==== GIVEN INFORMATION ====

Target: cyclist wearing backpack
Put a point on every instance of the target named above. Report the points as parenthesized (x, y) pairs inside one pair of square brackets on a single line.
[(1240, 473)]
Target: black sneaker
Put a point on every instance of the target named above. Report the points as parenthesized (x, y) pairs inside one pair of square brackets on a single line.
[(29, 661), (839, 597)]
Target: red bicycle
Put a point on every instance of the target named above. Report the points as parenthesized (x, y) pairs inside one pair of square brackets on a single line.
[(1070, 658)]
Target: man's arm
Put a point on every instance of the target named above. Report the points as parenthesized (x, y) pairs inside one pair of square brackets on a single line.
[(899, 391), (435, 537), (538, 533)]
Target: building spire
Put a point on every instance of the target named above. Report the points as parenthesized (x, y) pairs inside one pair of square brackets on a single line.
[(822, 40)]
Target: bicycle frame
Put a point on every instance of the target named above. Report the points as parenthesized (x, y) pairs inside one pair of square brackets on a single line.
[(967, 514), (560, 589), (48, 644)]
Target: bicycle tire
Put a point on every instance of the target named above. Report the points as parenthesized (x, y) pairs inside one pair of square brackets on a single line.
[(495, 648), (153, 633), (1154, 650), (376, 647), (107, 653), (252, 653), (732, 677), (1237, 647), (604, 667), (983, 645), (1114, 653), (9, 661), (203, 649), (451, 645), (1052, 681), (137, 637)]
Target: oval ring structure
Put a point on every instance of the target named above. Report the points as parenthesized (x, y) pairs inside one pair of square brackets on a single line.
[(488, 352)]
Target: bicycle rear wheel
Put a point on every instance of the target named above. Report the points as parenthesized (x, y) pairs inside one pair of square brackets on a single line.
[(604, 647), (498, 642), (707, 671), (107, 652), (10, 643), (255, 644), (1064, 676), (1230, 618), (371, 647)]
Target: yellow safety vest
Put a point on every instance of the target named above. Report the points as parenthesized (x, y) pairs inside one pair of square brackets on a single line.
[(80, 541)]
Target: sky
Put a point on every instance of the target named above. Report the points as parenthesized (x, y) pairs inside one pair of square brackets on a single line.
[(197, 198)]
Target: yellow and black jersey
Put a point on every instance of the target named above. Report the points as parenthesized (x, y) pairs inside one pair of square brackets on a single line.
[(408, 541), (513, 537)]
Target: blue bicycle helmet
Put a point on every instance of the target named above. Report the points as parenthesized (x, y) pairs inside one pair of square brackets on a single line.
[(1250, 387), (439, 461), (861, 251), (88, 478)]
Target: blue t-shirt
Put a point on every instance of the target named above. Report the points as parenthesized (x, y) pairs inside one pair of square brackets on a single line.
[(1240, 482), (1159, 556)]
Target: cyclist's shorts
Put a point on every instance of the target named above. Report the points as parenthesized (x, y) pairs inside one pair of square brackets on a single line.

====

WHAT YOU ARE ASKED TO DO: Say how many lines in the records above hold "cyclist", and give no other text.

EXPECTED OUTPUT: 2